Coordinate annotation entries
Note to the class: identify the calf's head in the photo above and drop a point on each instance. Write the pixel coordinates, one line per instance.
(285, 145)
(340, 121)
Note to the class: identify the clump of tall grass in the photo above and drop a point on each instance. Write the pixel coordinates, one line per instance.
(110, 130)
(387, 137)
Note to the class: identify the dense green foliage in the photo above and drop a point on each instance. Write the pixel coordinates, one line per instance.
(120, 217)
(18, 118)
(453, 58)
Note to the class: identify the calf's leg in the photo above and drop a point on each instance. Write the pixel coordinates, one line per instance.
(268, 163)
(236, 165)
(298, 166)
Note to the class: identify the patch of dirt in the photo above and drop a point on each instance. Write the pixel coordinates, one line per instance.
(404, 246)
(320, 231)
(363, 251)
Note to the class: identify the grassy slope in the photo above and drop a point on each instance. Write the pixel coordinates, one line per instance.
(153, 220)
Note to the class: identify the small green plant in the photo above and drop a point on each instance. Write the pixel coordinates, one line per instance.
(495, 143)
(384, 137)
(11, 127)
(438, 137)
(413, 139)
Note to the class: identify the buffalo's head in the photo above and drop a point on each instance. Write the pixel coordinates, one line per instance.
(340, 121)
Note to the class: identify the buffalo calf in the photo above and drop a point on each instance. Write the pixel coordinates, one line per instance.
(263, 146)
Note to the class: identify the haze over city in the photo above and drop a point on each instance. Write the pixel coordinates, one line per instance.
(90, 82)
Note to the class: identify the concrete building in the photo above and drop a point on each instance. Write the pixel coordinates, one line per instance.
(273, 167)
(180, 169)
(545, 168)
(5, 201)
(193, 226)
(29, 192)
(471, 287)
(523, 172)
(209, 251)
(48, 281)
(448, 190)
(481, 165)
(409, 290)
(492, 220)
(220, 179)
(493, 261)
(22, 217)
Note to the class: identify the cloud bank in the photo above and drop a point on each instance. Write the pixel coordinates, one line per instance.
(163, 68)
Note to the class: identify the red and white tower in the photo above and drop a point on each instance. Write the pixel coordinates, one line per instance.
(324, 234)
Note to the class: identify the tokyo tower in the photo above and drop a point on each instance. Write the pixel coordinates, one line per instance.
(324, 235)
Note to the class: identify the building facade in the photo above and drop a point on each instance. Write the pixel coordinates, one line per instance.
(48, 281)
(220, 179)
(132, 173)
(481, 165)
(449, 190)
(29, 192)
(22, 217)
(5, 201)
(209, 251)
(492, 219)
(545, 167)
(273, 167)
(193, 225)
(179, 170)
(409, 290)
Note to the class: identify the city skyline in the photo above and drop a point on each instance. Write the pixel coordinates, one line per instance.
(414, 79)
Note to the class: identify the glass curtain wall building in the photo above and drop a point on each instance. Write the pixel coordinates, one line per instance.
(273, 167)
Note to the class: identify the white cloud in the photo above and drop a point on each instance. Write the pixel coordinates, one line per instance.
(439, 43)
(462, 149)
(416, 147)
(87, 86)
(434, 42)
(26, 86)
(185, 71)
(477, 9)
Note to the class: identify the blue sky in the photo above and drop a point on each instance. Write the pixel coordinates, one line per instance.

What is needed> Put each line of the items above into a JSON list of strings, with one string per line and no blank lines.

Answer in full>
[
  "Note to the class: identify the calf's head in the photo above and drop a point on each instance. Write the pixel coordinates, one line per instance.",
  "(285, 145)",
  "(340, 121)",
  "Note to the class: identify the clump of tall grass in the photo above and drop a point on each instance. Write the pixel coordinates, one line per instance.",
  "(110, 130)",
  "(387, 137)",
  "Note to the class: identify the dense green foliage in the photo above and drop a point on each instance. Write the pixel coordinates, one line per instance.",
  "(120, 217)",
  "(18, 118)",
  "(453, 58)",
  "Note to the class: identify the calf's leg in the photo above and drop a point on each instance. Write the pixel coordinates, one line per instance.",
  "(268, 163)",
  "(236, 165)",
  "(298, 166)",
  "Note to the class: identify the patch of dirt in the photo above and drop a point on each instance. Write the pixel coordinates, one line per instance.",
  "(404, 246)",
  "(320, 231)",
  "(363, 251)",
  "Note to the class: identify the grassy slope in the photo above and drop a point on each instance. Write the pixel coordinates, one line per instance.",
  "(153, 220)",
  "Note to the class: identify the small green plant in the photo above and drop a point on each instance. Write the pixel coordinates, one line per instance.",
  "(495, 143)",
  "(384, 137)",
  "(11, 127)",
  "(438, 137)",
  "(413, 139)",
  "Note to the class: identify the buffalo's head in the photo above and drop a point on each instance. Write the pixel coordinates, one line per instance.",
  "(340, 121)",
  "Note to the class: identify the buffalo calf in the photo above and drop a point on each instance. Write the pixel coordinates, one line per instance.",
  "(263, 146)",
  "Note to the class: identify the haze over city in the photo above and drop a point on each instance. Write the pixel coordinates, one line per instance.",
  "(90, 82)",
  "Note to the class: identify the concrete building in the photo above and drop a point on each instance. Write the pixel coordinates, one line per instance.",
  "(273, 167)",
  "(180, 169)",
  "(545, 168)",
  "(5, 201)",
  "(193, 226)",
  "(29, 192)",
  "(471, 287)",
  "(523, 172)",
  "(209, 251)",
  "(48, 281)",
  "(448, 190)",
  "(481, 165)",
  "(409, 290)",
  "(492, 220)",
  "(220, 179)",
  "(493, 261)",
  "(22, 217)",
  "Note to the class: identify the cloud bank in the photo above and drop a point on each instance. Write the pixel coordinates, one line per instance.",
  "(163, 68)",
  "Note to the class: identify the red and white tower in the photo above and drop a point on each instance. Write the pixel coordinates, one line per instance.",
  "(324, 234)",
  "Note to the class: identify the tokyo tower in the photo above and drop a point on each instance. Write the pixel coordinates, one line per instance.",
  "(324, 235)",
  "Note to the class: identify the building facade in the photo above and drop a point on each instance. Write the pixel coordinates, one line per instance.",
  "(48, 281)",
  "(220, 179)",
  "(132, 173)",
  "(481, 165)",
  "(449, 190)",
  "(29, 192)",
  "(22, 217)",
  "(5, 201)",
  "(209, 251)",
  "(492, 219)",
  "(545, 167)",
  "(273, 167)",
  "(193, 225)",
  "(179, 170)",
  "(409, 290)",
  "Note to the class: identify the city skyline in the photo above and drop a point on each instance. Write the pixel coordinates, one line per instance.",
  "(414, 79)",
  "Note to the class: identify the glass curtain wall building in the photo above and drop a point on each instance. Write the pixel coordinates, one line per instance.",
  "(273, 167)",
  "Note to the class: identify the white cloud in the photo above and drop a point on each instance. Write the pixel coordinates, one line per instance.",
  "(439, 43)",
  "(462, 149)",
  "(416, 147)",
  "(87, 86)",
  "(434, 42)",
  "(26, 86)",
  "(185, 71)",
  "(477, 9)",
  "Note to the class: identify the blue sky in the photo above and drop a point on each instance. Write the pixel coordinates, one line per instance."
]